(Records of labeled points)

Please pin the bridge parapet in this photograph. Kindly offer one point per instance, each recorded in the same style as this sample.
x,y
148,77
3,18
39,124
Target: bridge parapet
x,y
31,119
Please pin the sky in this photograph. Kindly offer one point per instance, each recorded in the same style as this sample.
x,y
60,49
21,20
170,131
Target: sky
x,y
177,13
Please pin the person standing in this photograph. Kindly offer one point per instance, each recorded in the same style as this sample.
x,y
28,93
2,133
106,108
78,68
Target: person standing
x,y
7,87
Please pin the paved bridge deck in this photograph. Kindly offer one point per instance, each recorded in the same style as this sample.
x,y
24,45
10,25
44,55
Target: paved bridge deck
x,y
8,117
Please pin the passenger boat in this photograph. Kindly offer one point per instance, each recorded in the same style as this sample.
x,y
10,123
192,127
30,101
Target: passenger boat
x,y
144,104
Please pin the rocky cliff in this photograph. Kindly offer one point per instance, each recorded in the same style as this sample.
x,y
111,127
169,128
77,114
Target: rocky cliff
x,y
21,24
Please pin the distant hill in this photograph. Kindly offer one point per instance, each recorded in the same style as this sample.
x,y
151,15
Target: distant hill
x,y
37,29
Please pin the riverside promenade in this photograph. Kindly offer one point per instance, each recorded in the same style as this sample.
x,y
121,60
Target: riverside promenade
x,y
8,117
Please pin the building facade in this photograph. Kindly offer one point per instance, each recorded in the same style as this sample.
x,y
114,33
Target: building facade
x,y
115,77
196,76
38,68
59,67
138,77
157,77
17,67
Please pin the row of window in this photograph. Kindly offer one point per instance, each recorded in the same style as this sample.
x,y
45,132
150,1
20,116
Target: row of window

§ **Your instructions**:
Retype these records line for line, with no changes.

§ **Solution**:
Please pin the bridge parapet in this photograph. Kindly offer one point per instance, each recorded in the same style as this sample.
x,y
148,77
3,18
39,124
Target: bridge parapet
x,y
31,119
Please pin the sky in this photograph. Kindly offer one point per instance, each recorded in the same style as this sample.
x,y
60,49
21,20
170,131
Target: sky
x,y
177,13
Please pin the person standing in this photograph. Kindly offer one point per instance, each recorded in the same style as this sample.
x,y
28,93
2,133
106,108
78,68
Target: person standing
x,y
7,87
Please pin the paved bridge deck in this photograph. Kindly offer one point per instance, each recorded in the same style as this sample.
x,y
24,45
10,25
44,55
Target: paved bridge deck
x,y
8,117
Please pin the passenger boat in this photograph. Kindly offer one point per instance, each recorded in the same style as this sample.
x,y
10,123
192,127
30,101
Target: passenger boat
x,y
144,104
Please pin the rocky cliff in this photograph. Kindly offer one point per instance, each recorded in the same style as this sample.
x,y
111,127
169,128
77,114
Target: rocky cliff
x,y
21,24
Please pin the distant hill in this photograph. Kindly offer one point per instance, each recorded in the same style as this sample.
x,y
151,15
Target: distant hill
x,y
37,29
Please pin the riverside promenade in this photograph. Kindly offer one point per instance, each recorded in the same style as this sample.
x,y
121,60
Target: riverside promenade
x,y
8,117
Please pin the building facade in this photograph. Kindly offer one point per instance, each recorded in the same style as this sample.
x,y
114,33
Target: building facade
x,y
115,77
196,76
38,68
59,67
138,77
157,77
17,67
Please pin the row of window in this photograph. Kindly offer one point per instance, each recorded in the same style as this sample.
x,y
45,132
150,1
20,116
Target: row of window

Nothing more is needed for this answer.